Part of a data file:
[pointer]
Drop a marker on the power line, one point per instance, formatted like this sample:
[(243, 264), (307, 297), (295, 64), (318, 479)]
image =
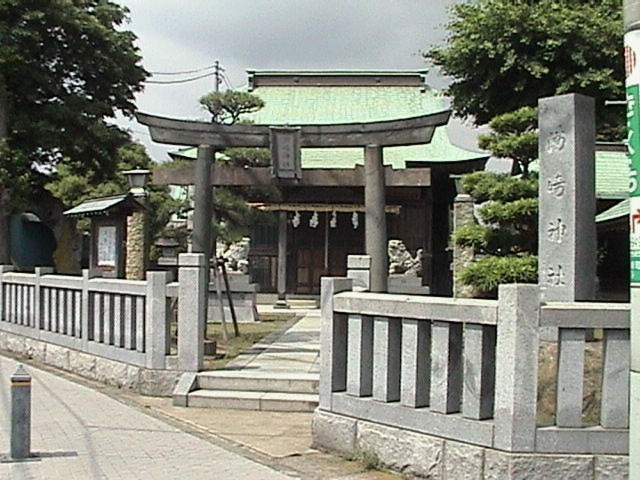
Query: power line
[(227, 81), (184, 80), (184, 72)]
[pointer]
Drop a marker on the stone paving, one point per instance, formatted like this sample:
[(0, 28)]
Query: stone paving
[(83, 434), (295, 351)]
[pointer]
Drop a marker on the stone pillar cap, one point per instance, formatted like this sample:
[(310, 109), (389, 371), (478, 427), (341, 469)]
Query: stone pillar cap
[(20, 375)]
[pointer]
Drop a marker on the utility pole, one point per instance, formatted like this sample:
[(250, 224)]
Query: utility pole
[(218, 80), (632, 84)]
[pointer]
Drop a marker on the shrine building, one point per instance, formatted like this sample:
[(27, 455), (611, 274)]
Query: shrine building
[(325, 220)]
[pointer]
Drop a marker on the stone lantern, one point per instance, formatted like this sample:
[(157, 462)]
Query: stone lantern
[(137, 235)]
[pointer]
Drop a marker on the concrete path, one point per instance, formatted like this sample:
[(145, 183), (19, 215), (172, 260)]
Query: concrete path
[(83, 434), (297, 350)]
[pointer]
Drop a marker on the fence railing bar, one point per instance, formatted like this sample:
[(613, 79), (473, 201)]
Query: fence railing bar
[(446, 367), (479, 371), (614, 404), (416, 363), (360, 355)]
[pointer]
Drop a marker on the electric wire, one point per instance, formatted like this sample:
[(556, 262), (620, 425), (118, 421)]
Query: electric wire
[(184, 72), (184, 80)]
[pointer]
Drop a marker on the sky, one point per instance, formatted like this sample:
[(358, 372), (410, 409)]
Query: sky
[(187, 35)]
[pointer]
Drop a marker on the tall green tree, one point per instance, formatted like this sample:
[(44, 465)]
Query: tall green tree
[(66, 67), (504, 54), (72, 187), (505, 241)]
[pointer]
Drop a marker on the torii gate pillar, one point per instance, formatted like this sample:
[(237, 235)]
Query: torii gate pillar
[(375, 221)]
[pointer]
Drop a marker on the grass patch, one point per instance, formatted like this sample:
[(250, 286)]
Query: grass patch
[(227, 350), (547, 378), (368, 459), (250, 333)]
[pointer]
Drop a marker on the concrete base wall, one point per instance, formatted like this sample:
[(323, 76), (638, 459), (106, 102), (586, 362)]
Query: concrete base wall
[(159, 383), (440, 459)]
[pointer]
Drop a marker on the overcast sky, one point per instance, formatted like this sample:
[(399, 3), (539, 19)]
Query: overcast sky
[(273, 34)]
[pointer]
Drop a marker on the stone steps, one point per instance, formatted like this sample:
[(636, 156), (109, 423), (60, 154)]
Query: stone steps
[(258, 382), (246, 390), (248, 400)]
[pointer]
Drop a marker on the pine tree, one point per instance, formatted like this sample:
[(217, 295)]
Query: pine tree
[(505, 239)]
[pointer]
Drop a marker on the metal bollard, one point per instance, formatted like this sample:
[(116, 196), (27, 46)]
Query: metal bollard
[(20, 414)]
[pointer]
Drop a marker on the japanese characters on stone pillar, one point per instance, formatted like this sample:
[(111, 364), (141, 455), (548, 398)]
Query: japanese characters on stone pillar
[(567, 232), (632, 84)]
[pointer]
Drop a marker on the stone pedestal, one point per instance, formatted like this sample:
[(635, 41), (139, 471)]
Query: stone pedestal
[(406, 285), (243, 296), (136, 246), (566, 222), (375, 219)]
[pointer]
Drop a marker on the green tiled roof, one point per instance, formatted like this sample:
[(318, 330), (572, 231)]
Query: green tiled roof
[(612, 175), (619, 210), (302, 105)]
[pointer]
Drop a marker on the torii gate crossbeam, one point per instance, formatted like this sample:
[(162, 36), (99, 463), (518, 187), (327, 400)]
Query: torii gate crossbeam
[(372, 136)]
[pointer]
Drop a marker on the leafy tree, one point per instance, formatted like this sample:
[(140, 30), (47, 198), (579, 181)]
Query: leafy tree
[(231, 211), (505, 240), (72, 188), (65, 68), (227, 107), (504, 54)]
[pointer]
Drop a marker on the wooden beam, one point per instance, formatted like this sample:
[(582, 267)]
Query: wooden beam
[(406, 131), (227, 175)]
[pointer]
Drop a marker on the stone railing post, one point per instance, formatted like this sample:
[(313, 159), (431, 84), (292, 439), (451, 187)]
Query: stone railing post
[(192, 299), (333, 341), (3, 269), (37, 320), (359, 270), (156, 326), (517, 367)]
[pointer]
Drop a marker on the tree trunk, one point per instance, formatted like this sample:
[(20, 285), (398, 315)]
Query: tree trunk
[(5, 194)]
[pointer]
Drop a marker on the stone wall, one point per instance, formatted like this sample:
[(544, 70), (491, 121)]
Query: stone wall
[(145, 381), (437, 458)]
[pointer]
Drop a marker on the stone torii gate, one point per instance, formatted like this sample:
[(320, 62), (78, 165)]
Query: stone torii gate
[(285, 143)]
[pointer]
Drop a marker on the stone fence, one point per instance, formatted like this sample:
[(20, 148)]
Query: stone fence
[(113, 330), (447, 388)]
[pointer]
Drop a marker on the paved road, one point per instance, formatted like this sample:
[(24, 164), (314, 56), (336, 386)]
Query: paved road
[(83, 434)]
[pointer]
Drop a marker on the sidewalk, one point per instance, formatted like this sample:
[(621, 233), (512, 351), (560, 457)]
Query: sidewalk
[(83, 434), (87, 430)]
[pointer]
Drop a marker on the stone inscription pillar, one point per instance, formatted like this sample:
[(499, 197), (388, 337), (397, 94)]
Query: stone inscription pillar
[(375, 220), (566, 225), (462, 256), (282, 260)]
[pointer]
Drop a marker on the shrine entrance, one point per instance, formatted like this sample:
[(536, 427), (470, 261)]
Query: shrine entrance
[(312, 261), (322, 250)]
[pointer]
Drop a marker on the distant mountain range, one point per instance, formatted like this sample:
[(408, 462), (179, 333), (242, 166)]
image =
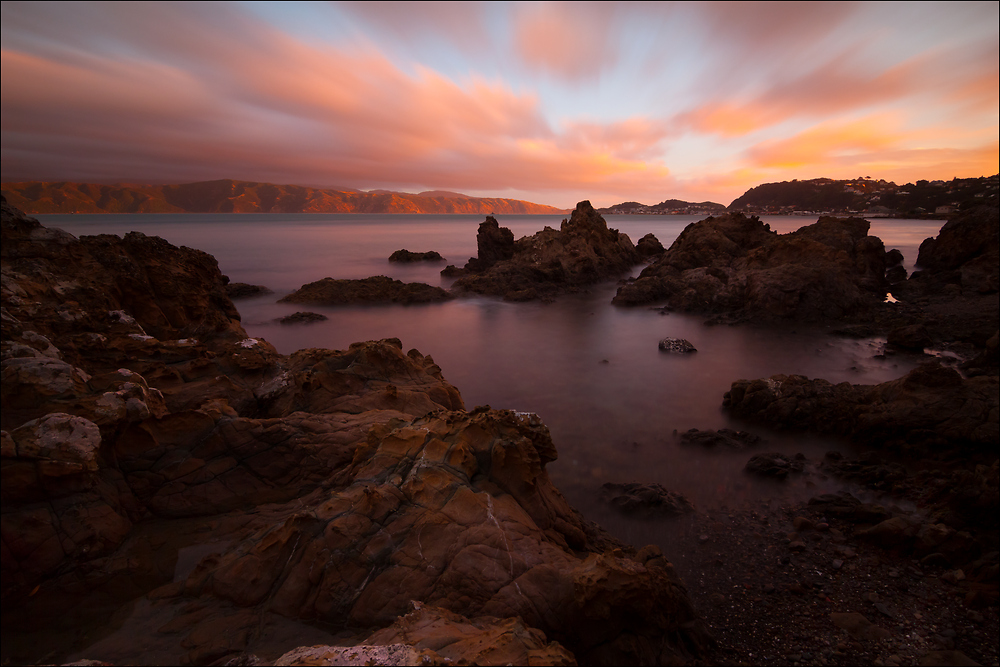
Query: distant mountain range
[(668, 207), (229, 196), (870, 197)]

[SET EXERCISE]
Select every line in the listing that contains the string "sidewalk", and copy each such line in full.

[WRITTEN RESPONSE]
Drop a marker on the sidewalk, one point per instance, formatted like this sample:
Query: sidewalk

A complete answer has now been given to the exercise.